BEGIN Material provided
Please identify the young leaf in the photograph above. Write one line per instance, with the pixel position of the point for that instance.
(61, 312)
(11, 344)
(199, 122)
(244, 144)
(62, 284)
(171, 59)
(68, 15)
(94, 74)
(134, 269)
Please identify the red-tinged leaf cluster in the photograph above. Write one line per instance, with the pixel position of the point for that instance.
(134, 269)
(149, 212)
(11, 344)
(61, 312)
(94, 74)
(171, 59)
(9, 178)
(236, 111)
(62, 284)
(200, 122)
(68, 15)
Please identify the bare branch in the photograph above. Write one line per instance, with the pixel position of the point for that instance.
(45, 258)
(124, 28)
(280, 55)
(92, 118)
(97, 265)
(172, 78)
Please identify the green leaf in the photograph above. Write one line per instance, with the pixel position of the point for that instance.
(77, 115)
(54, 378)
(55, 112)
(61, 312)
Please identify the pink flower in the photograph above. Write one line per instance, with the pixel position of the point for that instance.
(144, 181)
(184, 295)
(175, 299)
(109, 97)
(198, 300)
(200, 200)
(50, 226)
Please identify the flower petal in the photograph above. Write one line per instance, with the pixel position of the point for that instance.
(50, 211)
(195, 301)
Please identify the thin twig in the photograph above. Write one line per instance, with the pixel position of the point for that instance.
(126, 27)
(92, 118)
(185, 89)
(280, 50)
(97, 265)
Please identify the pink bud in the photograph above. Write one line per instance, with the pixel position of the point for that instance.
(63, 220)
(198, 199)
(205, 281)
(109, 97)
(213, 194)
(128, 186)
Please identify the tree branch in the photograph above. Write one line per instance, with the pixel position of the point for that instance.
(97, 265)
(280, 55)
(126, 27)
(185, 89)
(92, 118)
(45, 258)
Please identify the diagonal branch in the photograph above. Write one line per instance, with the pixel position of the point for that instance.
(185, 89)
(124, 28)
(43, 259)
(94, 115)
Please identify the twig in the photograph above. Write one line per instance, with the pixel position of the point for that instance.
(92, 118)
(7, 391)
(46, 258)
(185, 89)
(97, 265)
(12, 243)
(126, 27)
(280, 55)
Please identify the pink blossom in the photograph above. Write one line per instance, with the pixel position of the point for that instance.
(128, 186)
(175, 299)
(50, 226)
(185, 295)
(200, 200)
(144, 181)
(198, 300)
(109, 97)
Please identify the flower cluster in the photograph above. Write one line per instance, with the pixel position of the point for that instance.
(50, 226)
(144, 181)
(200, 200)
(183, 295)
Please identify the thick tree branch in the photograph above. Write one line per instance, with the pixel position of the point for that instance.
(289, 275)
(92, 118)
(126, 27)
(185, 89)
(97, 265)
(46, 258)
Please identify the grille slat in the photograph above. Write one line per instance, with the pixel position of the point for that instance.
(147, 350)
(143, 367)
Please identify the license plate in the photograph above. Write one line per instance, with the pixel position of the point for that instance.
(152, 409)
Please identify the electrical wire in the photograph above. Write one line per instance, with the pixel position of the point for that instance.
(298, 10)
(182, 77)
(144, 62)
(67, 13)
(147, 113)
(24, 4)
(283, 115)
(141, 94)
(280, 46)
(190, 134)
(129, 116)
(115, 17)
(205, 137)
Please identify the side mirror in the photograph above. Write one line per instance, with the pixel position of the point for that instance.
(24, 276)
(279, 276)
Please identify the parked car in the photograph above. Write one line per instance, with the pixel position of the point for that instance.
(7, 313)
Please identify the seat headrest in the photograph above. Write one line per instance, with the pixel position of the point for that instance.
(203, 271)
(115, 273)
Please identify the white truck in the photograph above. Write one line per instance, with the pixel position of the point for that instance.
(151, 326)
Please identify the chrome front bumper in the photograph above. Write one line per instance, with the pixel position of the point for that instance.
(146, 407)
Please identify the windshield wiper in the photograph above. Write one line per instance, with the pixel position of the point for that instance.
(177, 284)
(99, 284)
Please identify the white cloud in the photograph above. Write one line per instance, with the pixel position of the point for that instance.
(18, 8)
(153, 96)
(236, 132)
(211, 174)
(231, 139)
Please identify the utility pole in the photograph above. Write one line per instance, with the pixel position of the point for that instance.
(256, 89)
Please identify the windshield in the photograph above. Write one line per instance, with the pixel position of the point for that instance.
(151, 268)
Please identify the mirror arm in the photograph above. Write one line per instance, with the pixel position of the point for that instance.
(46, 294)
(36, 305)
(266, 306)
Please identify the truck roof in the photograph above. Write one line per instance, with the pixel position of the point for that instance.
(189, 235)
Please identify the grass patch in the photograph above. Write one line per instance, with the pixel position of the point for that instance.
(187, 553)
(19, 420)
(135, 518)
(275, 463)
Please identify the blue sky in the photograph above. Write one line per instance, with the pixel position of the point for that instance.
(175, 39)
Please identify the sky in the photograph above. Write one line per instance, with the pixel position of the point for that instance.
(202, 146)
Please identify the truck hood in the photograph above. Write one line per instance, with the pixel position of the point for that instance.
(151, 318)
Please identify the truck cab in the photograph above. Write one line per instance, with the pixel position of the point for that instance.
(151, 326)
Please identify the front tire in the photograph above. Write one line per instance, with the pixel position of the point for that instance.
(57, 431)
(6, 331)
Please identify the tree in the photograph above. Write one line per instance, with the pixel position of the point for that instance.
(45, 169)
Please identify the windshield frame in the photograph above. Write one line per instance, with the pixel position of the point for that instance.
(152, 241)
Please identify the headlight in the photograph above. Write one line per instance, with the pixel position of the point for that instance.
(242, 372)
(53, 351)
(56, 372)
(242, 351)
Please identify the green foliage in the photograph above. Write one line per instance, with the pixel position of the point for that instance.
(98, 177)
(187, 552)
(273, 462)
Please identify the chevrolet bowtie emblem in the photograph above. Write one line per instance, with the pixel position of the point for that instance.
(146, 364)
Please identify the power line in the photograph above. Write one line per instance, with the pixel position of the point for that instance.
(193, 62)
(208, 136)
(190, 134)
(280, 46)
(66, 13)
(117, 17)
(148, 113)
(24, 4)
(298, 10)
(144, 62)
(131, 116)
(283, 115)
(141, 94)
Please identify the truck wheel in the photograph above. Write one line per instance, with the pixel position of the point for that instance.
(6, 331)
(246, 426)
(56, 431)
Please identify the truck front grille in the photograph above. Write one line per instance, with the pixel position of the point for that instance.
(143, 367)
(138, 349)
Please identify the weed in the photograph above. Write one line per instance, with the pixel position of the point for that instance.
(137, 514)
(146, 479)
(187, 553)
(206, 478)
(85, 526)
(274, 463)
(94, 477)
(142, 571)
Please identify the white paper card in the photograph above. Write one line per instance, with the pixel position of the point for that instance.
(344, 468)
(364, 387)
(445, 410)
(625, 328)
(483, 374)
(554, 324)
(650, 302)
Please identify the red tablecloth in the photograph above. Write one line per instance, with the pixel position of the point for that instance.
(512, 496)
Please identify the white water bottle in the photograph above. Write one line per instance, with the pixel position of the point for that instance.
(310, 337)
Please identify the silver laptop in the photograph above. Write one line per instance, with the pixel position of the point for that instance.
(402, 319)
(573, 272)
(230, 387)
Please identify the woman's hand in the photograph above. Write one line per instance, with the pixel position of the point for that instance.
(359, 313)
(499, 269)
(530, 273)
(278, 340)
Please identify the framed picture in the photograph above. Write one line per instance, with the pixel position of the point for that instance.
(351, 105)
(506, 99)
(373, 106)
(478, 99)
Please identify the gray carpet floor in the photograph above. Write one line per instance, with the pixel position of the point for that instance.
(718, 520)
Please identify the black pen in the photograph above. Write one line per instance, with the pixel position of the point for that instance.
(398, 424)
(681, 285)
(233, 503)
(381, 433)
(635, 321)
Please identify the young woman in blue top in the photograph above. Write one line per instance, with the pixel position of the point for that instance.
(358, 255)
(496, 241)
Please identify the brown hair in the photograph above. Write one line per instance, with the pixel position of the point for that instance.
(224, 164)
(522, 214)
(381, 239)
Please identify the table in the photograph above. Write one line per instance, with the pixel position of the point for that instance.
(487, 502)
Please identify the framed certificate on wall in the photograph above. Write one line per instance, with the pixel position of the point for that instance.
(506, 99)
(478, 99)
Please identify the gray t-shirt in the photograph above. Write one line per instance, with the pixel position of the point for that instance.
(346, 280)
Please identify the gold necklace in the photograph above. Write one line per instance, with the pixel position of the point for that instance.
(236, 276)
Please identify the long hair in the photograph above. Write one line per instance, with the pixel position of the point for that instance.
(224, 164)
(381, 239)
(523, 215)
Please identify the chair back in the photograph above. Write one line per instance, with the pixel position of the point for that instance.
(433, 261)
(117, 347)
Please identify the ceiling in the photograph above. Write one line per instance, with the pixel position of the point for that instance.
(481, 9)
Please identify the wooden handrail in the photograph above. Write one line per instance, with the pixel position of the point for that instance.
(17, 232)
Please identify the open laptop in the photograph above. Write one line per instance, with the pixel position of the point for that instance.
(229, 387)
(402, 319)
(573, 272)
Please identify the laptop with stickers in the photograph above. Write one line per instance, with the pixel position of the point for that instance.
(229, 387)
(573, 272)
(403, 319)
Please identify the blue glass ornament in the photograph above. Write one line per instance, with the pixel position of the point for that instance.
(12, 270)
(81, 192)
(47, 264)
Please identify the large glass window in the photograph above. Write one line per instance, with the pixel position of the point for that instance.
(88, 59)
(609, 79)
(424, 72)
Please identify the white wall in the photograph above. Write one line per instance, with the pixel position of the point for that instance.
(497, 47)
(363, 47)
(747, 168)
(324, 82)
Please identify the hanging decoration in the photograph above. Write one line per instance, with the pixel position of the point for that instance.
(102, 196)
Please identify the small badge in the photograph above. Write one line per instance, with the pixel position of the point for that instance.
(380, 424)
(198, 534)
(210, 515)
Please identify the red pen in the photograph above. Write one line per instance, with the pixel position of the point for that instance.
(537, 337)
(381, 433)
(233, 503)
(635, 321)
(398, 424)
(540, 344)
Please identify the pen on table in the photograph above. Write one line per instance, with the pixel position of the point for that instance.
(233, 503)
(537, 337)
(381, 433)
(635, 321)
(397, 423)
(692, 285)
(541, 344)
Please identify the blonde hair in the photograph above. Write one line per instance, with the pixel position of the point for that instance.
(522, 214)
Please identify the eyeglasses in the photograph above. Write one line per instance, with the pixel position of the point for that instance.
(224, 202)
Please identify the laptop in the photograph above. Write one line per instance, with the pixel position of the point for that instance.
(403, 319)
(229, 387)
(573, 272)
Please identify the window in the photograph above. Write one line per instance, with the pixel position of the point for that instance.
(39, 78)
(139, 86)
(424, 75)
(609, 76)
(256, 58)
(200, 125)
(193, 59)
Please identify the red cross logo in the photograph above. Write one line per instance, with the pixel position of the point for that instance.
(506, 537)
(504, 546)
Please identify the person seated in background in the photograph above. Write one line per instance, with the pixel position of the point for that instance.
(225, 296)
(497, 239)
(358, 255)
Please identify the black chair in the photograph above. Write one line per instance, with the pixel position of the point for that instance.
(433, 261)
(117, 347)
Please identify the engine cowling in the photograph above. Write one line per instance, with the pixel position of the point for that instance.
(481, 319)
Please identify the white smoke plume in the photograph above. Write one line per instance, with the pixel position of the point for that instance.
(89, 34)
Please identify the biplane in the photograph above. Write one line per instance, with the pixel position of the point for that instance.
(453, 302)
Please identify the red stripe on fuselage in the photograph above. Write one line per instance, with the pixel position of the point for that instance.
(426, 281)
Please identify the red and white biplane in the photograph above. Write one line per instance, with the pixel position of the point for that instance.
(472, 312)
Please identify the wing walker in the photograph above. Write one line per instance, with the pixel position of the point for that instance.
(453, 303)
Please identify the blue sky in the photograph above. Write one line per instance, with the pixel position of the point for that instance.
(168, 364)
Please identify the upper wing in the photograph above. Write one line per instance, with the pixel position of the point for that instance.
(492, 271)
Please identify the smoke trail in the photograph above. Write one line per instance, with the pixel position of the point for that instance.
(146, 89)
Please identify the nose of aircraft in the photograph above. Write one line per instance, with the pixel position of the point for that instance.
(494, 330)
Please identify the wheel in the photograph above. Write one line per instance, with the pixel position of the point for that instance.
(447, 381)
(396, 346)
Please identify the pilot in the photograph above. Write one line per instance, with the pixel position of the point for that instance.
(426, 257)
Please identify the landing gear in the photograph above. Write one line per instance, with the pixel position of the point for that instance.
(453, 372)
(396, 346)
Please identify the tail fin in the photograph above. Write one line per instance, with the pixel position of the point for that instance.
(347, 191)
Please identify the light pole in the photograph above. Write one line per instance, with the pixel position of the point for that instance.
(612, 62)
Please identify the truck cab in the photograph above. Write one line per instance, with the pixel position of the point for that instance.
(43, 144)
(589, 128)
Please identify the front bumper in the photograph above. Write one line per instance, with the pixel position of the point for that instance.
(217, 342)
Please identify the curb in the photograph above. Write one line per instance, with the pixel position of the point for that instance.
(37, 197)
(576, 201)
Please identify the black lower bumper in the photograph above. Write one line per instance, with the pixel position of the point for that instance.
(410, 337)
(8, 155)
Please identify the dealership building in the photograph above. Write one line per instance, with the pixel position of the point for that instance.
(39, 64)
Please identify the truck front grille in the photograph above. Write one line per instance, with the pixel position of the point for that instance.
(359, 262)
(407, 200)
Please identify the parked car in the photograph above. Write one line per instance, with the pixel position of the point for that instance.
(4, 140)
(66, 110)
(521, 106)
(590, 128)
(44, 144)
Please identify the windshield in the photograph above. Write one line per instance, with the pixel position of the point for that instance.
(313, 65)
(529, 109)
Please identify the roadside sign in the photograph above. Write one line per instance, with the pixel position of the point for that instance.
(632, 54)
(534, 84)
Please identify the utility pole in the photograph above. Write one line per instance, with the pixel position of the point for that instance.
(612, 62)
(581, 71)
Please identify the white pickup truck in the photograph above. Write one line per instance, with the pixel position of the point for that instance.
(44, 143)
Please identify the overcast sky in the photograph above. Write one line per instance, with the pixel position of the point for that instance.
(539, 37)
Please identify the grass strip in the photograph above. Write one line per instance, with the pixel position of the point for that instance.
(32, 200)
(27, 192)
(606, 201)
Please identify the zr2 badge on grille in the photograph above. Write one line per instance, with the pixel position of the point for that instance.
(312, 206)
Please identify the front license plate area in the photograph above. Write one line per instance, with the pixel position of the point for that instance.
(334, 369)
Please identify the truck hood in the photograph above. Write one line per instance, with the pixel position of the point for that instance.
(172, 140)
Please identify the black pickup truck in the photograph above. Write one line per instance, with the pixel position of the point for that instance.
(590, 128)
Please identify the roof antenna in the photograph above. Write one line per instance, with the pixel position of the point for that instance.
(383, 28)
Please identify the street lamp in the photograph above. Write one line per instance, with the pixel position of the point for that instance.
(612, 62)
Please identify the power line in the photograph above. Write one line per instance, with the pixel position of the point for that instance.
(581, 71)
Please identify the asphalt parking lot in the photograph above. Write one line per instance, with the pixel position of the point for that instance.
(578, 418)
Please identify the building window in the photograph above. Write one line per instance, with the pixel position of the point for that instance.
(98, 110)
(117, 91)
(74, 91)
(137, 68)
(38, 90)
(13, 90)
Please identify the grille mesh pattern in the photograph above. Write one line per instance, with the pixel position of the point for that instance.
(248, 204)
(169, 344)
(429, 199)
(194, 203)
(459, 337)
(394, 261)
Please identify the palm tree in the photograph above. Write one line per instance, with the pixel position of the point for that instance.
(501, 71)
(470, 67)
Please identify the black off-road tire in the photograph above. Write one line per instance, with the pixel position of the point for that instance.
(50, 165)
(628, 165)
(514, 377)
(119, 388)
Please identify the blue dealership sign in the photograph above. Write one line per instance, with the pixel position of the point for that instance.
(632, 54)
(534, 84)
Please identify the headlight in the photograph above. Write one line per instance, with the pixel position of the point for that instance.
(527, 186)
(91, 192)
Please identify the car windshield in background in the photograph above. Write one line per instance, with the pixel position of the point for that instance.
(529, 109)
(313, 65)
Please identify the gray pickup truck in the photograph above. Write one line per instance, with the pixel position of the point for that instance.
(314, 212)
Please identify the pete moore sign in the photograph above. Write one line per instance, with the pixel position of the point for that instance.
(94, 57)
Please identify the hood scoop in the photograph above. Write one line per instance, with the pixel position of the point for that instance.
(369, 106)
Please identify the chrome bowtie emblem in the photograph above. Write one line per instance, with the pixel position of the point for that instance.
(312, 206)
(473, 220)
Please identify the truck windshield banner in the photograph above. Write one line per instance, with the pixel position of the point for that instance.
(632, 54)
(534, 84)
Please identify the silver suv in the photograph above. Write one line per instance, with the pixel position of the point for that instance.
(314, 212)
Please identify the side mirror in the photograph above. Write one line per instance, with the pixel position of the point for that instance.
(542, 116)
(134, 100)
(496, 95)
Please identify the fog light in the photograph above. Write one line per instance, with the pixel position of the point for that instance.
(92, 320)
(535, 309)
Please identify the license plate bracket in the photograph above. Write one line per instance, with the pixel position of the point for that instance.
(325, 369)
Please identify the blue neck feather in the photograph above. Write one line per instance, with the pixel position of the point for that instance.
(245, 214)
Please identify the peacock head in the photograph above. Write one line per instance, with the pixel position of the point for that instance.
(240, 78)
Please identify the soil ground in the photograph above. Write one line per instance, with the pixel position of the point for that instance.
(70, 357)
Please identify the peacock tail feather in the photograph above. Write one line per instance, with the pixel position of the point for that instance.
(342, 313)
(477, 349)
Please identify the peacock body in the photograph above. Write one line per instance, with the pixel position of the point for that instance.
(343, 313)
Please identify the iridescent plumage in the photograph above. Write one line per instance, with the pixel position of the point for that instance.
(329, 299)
END Material provided
Problem to solve:
Copy the part of the items above that opens with the line containing "Please identify the blue neck" and runs through the end of the items, reproducing every line in full. Adjust each coordinate in the answers by adding -57 to it.

Problem solution:
Please identify the blue neck feather in the photograph above. Write one line per instance, with the pixel position of the point for that instance.
(188, 157)
Please identify the peacock head in the photograph above. Write one line per instance, with the pixel position of the point for that instance.
(183, 21)
Please identify the soil ground in the photograph above. Write one line per instance, with the pixel position of the point for that instance.
(13, 300)
Please identify the peacock tail feather in the photograph above. Write one line per instance, with the pixel position of the point for that instance.
(285, 256)
(420, 292)
Please identify the peacock body in the photograph above. Write one line per instance, with the pixel position of the point for that instance.
(286, 256)
Please identify the iridescent plumage in the photograph above. Write one line per instance, with the pixel position of the point for that instance.
(272, 242)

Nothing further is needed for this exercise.